Step 4: Notification service (API layer)

class NotificationService:
    def send(self, request: NotificationRequest) -> str:
        # 1. Idempotency check
        if self.log.exists(request.idempotency_key):
            return "already_queued"
        
        # 2. Load user preferences
        prefs = self.prefs.get(request.user_id, request.type)
        if not prefs.is_channel_enabled(request.channel):
            return "user_opted_out"
        
        # 3. Do-not-disturb check (for non-critical)
        if request.priority != 'critical':
            user_tz = self.users.get_timezone(request.user_id)
            if is_do_not_disturb(user_tz):
                return self._schedule_for_morning(request)
        
        # 4. Render template
        template = self.templates.get(request.type, request.channel)
        rendered = template.render(request.data)
        
        # 5. Enqueue
        topic = f"notifications.{request.priority}"

#### Material:
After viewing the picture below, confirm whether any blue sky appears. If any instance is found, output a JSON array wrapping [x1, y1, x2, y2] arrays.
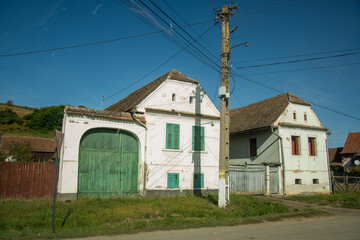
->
[[0, 0, 360, 147]]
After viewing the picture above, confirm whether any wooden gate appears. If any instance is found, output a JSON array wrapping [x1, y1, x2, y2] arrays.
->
[[229, 165, 265, 194], [0, 162, 55, 199], [269, 166, 279, 194], [78, 128, 139, 198]]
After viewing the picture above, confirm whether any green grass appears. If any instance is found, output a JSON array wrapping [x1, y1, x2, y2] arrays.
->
[[284, 192, 360, 209], [0, 103, 34, 117], [0, 195, 319, 239]]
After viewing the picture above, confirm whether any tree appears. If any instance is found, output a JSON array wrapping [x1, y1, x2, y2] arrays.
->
[[0, 108, 22, 125], [24, 105, 65, 130], [9, 143, 34, 162]]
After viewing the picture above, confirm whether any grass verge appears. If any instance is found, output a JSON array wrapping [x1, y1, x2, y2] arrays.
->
[[0, 195, 322, 239], [284, 192, 360, 209]]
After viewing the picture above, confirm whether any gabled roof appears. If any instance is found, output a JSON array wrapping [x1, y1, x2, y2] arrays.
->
[[105, 69, 199, 112], [341, 132, 360, 154], [230, 93, 311, 134], [1, 136, 55, 153], [65, 105, 146, 123], [329, 147, 343, 166]]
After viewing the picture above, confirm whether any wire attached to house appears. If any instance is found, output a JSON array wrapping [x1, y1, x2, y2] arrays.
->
[[0, 19, 214, 57]]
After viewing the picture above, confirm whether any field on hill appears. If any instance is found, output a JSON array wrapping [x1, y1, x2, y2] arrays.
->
[[0, 103, 34, 117]]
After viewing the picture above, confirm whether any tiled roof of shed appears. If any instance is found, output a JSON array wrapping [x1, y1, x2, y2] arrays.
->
[[329, 147, 343, 166], [230, 93, 311, 134], [105, 69, 199, 112], [65, 105, 146, 123], [341, 132, 360, 154]]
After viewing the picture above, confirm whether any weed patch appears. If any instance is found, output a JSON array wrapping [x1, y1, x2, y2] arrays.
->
[[0, 195, 320, 239]]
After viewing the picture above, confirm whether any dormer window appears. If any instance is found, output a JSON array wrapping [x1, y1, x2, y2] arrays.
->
[[189, 96, 195, 104]]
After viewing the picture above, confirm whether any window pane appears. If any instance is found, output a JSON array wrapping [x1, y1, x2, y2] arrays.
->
[[192, 126, 205, 151], [166, 123, 180, 149], [291, 136, 300, 155]]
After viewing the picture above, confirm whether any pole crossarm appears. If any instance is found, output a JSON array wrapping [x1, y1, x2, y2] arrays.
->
[[217, 5, 238, 208]]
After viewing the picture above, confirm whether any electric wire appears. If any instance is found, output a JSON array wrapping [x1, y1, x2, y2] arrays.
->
[[142, 0, 220, 68], [240, 62, 360, 76], [114, 0, 217, 71], [104, 23, 216, 101], [0, 19, 214, 57], [235, 52, 360, 69], [233, 48, 360, 63], [162, 0, 220, 58], [232, 73, 360, 121]]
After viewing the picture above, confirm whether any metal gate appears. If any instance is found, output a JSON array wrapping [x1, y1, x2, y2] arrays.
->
[[78, 128, 139, 198], [229, 164, 279, 194], [229, 165, 265, 194]]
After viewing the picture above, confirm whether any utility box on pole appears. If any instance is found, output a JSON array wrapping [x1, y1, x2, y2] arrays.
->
[[218, 5, 237, 208]]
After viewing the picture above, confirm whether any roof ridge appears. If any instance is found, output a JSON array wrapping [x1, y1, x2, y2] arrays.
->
[[105, 69, 199, 112]]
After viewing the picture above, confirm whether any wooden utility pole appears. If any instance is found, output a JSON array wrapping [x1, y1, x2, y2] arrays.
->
[[217, 5, 237, 208]]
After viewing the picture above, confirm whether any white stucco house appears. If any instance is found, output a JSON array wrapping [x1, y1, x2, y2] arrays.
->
[[230, 93, 330, 194], [58, 70, 220, 199]]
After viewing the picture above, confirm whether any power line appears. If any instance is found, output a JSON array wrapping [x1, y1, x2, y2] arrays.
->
[[145, 0, 220, 68], [239, 62, 360, 76], [233, 48, 360, 63], [104, 23, 217, 100], [119, 0, 219, 71], [235, 52, 360, 69], [162, 0, 220, 58], [0, 19, 214, 57], [232, 73, 360, 121]]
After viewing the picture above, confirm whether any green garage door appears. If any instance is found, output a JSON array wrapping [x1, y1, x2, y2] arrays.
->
[[78, 128, 139, 198]]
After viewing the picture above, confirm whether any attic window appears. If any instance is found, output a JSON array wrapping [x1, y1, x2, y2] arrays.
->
[[293, 111, 296, 120], [189, 97, 195, 104]]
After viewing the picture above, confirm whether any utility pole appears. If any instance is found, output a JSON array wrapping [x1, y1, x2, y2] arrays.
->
[[217, 5, 237, 208]]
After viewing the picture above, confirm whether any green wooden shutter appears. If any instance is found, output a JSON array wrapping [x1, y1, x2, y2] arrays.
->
[[192, 126, 205, 151], [194, 173, 204, 188], [167, 173, 179, 188], [166, 123, 180, 149]]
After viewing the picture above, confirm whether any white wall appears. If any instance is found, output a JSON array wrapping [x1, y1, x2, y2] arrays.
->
[[146, 113, 220, 191], [279, 104, 330, 194], [58, 114, 145, 197], [138, 80, 220, 191]]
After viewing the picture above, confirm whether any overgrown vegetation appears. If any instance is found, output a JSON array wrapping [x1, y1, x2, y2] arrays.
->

#### Set problem A:
In the notification service code, what are the five numbered step comments inside the send method?
#### Set problem B:
Print the portion of the notification service code that opens with the words containing "# 2. Load user" and closes with "template = self.templates.get(request.type, request.channel)".

#### Worked solution A:
1. Idempotency check
2. Load user preferences
3. Do-not-disturb check (for non-critical)
4. Render template
5. Enqueue

#### Worked solution B:
# 2. Load user preferences
        prefs = self.prefs.get(request.user_id, request.type)
        if not prefs.is_channel_enabled(request.channel):
            return "user_opted_out"
        
        # 3. Do-not-disturb check (for non-critical)
        if request.priority != 'critical':
            user_tz = self.users.get_timezone(request.user_id)
            if is_do_not_disturb(user_tz):
                return self._schedule_for_morning(request)
        
        # 4. Render template
        template = self.templates.get(request.type, request.channel)